== Listed entries ==
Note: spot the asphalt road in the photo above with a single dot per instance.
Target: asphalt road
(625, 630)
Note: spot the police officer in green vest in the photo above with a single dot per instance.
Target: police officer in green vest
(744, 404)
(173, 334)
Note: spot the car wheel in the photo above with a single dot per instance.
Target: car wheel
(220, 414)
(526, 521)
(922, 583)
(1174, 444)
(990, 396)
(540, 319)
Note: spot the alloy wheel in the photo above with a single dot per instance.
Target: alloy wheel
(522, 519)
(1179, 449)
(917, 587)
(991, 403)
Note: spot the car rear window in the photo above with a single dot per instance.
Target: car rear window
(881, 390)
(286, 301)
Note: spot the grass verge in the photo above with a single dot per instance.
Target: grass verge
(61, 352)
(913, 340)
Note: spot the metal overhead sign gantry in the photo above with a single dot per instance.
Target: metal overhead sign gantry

== Short problem ==
Rewrite the lines, changing every "single dot" to "single point" and keeping everything else the same.

== Answer to this exercise ==
Note: spot the asphalt road in the photo above with a single point per instance.
Target: asphalt road
(625, 630)
Note: spot the police officer in green vest in the photo above with a single point per instance.
Target: police officer in green vest
(744, 404)
(173, 334)
Note: spot the car wheel in the photo above with a single point per instance.
Target: car wheel
(220, 414)
(526, 521)
(922, 583)
(1174, 444)
(990, 396)
(540, 319)
Note: spot the alloy wheel in the photo above with a single point per instance.
Target: alloy wheel
(522, 519)
(1179, 449)
(917, 587)
(991, 403)
Note: spot the car rear window in the photo above with a single point per instance.
Target: car rear window
(881, 390)
(286, 301)
Note: spot the grass verge in the photo above with a single point per instance.
Target: grass verge
(61, 352)
(913, 340)
Note: spot the metal overhead sign gantry in the photo above with a single point per instance.
Target: metal overhead sign gantry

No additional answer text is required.